### Brief
According to the .NET interop notes, which DllImport property must be set to true to keep the last error code after a P/Invoke call?

### Document section
Interop Fundamentals in .NET

Introduction

.NET interopability is about calling from .net to native code and maybe from native to .NET as well

Execution Modes

Managed execution

code running under the control of the CLR
- the CLR knows about variables, types, stack frames, objects, etc

Unmananged execution

code the CLR knows nothing about

Managed vs Native Code

	Managed (.NET)	Native Programming Languages
Code execution	Safety ensured by the CLR	No safety guarantees
Memory management	Garbage collection	manual
Error handling	execption handling	return values / SEH / C++ exceptions

Interoperability Scenarios

calling Windows API ("Win32") functions that don't have a managed wrapper
using existing native code
- using existing native code that needs to be leveraged
  - by choice or necessity
  - third party components that don't have a managed equivalent
plugging into native hosts
- writing a .NET component to be loaded by the host as a COM component

Interoperability Mechanisms

the CLR provides built in support for certain mechanisms
- platform invoke ("P/Invoke")
  - calling C-style functions in DLLs
- COM interop
  - calling COM objects from .NET
  - creating .NET classes to be consumed by COM clients
Interoperating with C++ code
- C++/CLI
  - managed language
  - capable of mixing native and managed code

P/Invoke: The Basics

P/Invoke allows calling C functions in DLLs
C-functions have practically no metadata
- execept the function name itself
- this means everything must be set correctly by the developer
using P/Invoke
- mark method as static and extern
- add DllImport attribute on the method specifying at least DLL name
P/Invoke engine will call LoadLibrary and GetProcAccess to invoke the function
- if a filename only is specified, LoadLibrary rules apply

Finding Entry Points

DllImport has a bunch of properties that can be used to customize function invocation
function name can be aliased
- specify real name with the EntryPoint property
Win32 function names that have string arguments are mostly macros with "A" and "W" appended to the base name for the actual functions
- E.g. CreateFileA vs CreateFileW
P/Invoke willt try several possibilities for locating the entry point
- Specify ExactSpelling = true to skip the heuristics and use the specified name
- CharSet indicates ANSI or Unicode default for function name and string argument marshalling

Calling Convention

C functions use one of two calling conventions:
1. cdecl
  - caller responsible for cleaning arguments
  - allows functions with variable number of arguments
2. stdcall
  - callee responsible for cleaning arguments
  - most windows API functions are _stdcall
  - the default calling convention on today's Windows Platforms
specify calling convention with the CallingConvention property
messing up the calling convention may corrupt the stack

Type Conversion

P/Invoke may need to convert parameters from their managed to their unmanaged representation and back
the MarshalAs attribute can be used on arguments
- accepts the UnmanagedType enumeration
useful for numbers, strings, arrays, and others

void _stdcall DoWork(LPCWSTR s1, LPCSTR s2, LPCTSTR s3, BSTR s4);

[DllImport("somelib")]
static extern void DoWork(
  [MarshalAs(UnmangedType.LPWStr)] string s1,
  [MarshalAs(UnmangedType.LPStr)] string s2,
  [MarshalAs(UnmangedType.LPTStr)] string s3,
  [MarshalAs(UnmangedType.BStr)] string s4,
);

P/Invoke: Digging Deeper

Error Handling

C functions frequently return integer values to indicate success or some kind of failure
- C has no notion of exceptions
in particular, Windows API functions return a Boolean to indicate success
- native code calls GetLastError to retrieve the last error on the current thread
The last error code is lost after a P/Invoke call unless the DllImportAttribute property SetLastError is set to true
- to get an actual error code, call Marshal.GetLastWin32Error
- or throw an exception in a helper method with Marshal.ThrowExceptionForHR

Structures and Unions

C stucture members reside in the order of declaration
CLR structures may be reorderd by the CLR for performance reasons
- member alignment is determined by the CLR as well
For P/Invoke this is unacceptable
the StructLayout attribute can be used to control order and alignment
- LayoutKind.Auto
  - default - CLR determines order and alignment
- LayoutKind.Sequential
  - layout order is order of decleration
- LayoutKind.Explicit
  - each member's offset is specified explicitly

Function Pointers

some C functions require a pointer to a function as a parameter
a delegate can be used to convey the same information
- delegate signature must match
cannot use generic delegates (such as Func<> or Action<>)

Labeled-object pointing entries
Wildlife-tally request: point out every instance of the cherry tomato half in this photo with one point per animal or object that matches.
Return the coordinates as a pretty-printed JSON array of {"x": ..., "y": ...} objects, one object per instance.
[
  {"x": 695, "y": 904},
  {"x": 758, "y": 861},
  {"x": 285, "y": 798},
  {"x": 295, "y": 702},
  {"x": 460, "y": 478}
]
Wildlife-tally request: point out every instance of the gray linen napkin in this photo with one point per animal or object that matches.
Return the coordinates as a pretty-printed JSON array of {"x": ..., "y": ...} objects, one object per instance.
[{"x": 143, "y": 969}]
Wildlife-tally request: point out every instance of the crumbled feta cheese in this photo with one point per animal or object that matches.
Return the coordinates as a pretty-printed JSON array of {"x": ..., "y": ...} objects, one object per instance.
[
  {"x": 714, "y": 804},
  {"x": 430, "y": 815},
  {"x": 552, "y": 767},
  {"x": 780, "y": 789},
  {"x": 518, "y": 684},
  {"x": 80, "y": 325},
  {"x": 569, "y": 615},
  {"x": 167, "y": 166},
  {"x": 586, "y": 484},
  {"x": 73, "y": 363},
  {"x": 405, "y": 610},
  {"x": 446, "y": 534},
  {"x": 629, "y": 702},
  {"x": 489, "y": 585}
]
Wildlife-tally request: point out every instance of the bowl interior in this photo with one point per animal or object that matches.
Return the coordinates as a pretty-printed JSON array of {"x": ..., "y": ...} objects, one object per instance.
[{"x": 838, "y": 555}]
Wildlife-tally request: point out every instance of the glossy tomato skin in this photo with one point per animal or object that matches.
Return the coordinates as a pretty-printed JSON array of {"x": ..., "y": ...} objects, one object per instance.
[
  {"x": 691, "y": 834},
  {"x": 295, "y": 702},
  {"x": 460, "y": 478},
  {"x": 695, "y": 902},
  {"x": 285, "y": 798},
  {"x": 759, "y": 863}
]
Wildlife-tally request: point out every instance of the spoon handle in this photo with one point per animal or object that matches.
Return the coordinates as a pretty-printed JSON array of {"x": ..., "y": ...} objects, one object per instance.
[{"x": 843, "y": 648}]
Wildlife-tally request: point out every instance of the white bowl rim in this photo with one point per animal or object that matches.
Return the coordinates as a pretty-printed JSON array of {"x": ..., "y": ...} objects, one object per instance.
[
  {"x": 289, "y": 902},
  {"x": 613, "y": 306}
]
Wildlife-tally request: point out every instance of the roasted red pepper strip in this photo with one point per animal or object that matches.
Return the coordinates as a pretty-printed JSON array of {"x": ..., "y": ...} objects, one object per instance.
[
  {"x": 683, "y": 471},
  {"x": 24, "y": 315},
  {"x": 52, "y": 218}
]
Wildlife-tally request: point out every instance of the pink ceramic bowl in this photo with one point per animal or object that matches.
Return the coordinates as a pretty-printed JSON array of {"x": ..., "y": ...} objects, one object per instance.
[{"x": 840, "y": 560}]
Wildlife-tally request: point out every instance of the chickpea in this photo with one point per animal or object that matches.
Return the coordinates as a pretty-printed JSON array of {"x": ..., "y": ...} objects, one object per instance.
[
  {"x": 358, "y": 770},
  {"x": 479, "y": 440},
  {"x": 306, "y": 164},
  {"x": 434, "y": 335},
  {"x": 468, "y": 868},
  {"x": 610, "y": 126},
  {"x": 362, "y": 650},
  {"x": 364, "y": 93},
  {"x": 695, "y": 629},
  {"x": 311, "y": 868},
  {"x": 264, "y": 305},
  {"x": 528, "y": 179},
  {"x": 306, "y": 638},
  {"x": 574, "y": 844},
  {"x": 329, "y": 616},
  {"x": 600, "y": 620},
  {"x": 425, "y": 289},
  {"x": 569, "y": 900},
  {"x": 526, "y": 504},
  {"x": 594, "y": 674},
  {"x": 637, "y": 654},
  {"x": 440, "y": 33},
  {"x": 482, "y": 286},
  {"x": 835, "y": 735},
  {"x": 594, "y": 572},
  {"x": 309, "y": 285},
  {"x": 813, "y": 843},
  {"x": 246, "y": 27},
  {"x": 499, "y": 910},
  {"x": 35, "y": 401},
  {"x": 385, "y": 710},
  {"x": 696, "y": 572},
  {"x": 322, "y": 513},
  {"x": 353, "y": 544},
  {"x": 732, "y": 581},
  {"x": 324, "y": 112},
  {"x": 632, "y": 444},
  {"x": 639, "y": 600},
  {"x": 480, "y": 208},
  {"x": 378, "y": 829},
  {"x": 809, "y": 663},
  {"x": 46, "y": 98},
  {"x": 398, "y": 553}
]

### Exercise solution
SetLastError